▶ TEXT FOR ANALYSIS:
"""
Wednesday, 18 January 2017

Affirmations to live by

Affirmations get you to a place of where you need to be. They have really been helping me with positive thinking.

Affirmations:
My income is constantly increasing
I love myself I love you (and say your name)
I am well
I am beautiful
I have a great reationship
I have great friends
I think therefor I am
My body now restores itself to its natural state of good health

Take action to affirm the affirmation you need to believe it.

*Try standing in the mirror and say positive affirmations looking into your eyes is very powerful*

You are planting a seed in the garden.

Affirmations+Actions=Miracles

Here is one by Louise Hay from you can heal your life.

In the infinity of life where I am,
all is perfect, whole, and complete.
Change is the natural law of my life.
I welcome change. I am willing to
change. I choose to change my thinking.
I choose to change my words I use. I
move from the old to the new with ease
and with joy. It is easier for me to forgive
than I thought. Forgiving makes me feel
free and light, It is with joy that I learn to
love myself more and more. The more
resentment I release, the more resentment
I release, the more I have to express,
Changing my thoughts makes me feel good.
I am learning to choose to make today a
pleasure to experience. All is well in my
world.

I lovingly forgive anything in mu past I choose to fill my world with joy I love and accept myself.
If you have any to share leave me a comment!

Why are we here

There must be a purpose for us to be on earth and be so intelligent? Consider this : we live in a galaxy that contains thousand million stars. Then we realize that we live in a Universe that has several hundred thousand million galaxies. Anything is possible.

Insomnia Hangover

So i'm still not sleeping at all. I've tried everything including tea, essential oils,counting sheep. My sleeping meds dont even work. Today i'm exhausted. So I really didnt get to sleep much last night, my thoughts were getting the best of me. I only got to sleep around 4am woke up at 7:30am. Im still not even tired yet and its 7pm. I went to therapy today it was so good. I had a hard time getting there I was sluggish but I made it. It felt good to let all my feelings about everything out. Its such a good outlet for me. My brother went to the hospital today thank god for that. Lets see where it goes from here. I'm glad my mom is with him and is able to talk to him through out this whole process talk things out. Its been a long time coming I just hope he sticks to whatever hes asked to do or go to. I mean I feel better after getting the help. Its never easy to take the first steps. I stopped by Sephoras today retail therapy in there is never a good idea lol. Im excited with the new stuff I bought. I got a winged eyeliner and gel. I got a poor minimizer which felt really good on my skin when I put it on. I got my birthday gift early this year too yay! I was watching some makeup tutorials before. Learning to put makeup on is not easy. You literally need to look at your face like a canvas. Picked up dinner at Costco tonight it was so good. I started to knit again I remember when I was in grade one my mom signed me up in a knitting class. We made clothes for our barbies haha. I will take a picture once Its done and post it. Having fun with my Instax mini 8.
"""
▶ ACTIVITY 1: Which affirmations appear in the list under the heading "Affirmations:" in the blog post?
▶ ACTIVITY 2: In the blog post, what time did the writer get to sleep, and when did the writer wake up?

▶ GIVEN ENTRIES:
"""
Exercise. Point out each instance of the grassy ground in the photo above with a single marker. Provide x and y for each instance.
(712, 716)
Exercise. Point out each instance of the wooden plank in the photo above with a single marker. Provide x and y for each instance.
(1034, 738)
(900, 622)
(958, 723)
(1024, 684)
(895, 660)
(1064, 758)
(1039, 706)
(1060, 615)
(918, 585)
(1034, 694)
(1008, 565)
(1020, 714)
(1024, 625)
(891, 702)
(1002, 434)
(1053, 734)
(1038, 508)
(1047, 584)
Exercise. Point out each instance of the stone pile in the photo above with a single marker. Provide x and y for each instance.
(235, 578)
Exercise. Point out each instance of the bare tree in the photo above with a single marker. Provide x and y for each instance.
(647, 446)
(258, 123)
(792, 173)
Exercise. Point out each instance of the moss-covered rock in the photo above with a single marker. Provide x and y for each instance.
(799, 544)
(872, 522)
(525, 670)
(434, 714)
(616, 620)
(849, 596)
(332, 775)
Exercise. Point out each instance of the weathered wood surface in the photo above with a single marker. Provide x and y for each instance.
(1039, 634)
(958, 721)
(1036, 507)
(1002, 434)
"""
▶ YOUR RESPONSE 1:
- My income is constantly increasing
- I love myself I love you (and say your name)
- I am well
- I am beautiful
- I have a great reationship
- I have great friends
- I think therefor I am
- My body now restores itself to its natural state of good health

▶ YOUR RESPONSE 2: The writer got to sleep around 4am and woke up at 7:30am.